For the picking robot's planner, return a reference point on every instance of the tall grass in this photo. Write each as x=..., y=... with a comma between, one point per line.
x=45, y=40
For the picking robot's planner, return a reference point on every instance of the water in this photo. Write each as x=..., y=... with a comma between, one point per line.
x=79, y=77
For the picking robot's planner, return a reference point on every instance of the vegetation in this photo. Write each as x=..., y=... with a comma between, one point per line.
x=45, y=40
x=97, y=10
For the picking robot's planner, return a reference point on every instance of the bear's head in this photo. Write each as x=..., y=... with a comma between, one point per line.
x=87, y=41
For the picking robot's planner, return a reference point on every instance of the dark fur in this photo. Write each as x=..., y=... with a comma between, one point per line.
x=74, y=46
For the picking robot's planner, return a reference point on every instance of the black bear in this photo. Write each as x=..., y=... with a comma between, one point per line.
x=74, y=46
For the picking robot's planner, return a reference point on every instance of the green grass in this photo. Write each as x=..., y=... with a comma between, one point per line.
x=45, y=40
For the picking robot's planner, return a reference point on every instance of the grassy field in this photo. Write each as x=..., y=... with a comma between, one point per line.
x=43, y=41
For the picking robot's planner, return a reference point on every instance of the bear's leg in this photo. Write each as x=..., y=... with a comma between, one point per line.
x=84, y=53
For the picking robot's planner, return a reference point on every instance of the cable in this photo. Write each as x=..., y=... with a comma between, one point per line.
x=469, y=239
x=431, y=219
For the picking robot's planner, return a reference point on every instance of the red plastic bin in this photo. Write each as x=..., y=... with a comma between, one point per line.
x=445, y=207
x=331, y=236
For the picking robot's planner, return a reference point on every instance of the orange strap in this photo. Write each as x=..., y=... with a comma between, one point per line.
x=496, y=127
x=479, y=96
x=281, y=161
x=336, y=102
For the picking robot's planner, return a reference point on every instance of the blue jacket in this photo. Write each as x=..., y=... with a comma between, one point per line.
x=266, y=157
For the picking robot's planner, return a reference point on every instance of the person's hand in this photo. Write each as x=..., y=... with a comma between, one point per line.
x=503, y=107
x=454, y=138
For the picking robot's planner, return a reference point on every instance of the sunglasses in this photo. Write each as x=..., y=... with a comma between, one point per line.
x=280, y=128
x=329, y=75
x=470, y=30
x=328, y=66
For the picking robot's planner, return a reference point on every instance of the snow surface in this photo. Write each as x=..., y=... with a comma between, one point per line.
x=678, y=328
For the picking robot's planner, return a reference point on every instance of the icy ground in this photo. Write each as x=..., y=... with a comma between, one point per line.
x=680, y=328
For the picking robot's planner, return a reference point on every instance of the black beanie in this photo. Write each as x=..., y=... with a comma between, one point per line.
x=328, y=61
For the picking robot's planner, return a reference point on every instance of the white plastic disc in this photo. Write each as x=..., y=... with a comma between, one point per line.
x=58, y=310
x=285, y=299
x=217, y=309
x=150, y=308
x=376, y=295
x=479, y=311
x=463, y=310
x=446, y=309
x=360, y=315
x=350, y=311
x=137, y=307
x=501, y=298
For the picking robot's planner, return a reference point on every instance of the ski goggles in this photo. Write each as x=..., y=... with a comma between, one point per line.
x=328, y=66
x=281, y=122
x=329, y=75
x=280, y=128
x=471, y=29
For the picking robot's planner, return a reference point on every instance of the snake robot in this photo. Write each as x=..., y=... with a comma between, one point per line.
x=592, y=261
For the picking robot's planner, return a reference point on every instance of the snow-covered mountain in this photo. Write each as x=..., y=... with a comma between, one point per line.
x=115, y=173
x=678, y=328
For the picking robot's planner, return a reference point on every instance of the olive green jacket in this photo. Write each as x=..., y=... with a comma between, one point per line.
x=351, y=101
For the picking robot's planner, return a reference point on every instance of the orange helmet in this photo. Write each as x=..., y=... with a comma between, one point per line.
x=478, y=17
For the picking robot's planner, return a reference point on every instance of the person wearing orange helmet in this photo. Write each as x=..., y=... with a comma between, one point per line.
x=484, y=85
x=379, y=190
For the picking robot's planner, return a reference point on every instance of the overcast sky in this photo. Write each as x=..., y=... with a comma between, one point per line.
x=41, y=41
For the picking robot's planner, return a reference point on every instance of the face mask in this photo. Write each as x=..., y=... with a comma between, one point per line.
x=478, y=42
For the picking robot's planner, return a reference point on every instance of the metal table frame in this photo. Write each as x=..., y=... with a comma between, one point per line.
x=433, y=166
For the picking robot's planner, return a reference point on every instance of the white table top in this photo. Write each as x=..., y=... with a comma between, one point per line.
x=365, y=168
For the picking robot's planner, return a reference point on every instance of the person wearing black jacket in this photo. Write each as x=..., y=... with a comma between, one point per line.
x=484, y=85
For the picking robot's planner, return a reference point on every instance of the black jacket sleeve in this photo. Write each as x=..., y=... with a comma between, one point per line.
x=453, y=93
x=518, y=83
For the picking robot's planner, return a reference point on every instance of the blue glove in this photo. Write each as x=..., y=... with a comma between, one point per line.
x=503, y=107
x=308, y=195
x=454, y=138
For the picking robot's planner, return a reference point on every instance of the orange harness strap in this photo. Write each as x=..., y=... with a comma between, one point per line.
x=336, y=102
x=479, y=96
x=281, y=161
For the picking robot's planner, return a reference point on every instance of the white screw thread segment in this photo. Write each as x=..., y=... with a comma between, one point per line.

———

Reproduce the lines from the line with "the black beanie" to the line with "x=328, y=61", replacing "reference point" with "target point" and keeping everything else the same.

COMPLETE ANSWER:
For the picking robot's planner, return a target point on every instance of the black beanie in this photo. Write each as x=..., y=... with a comma between, one point per line.
x=328, y=61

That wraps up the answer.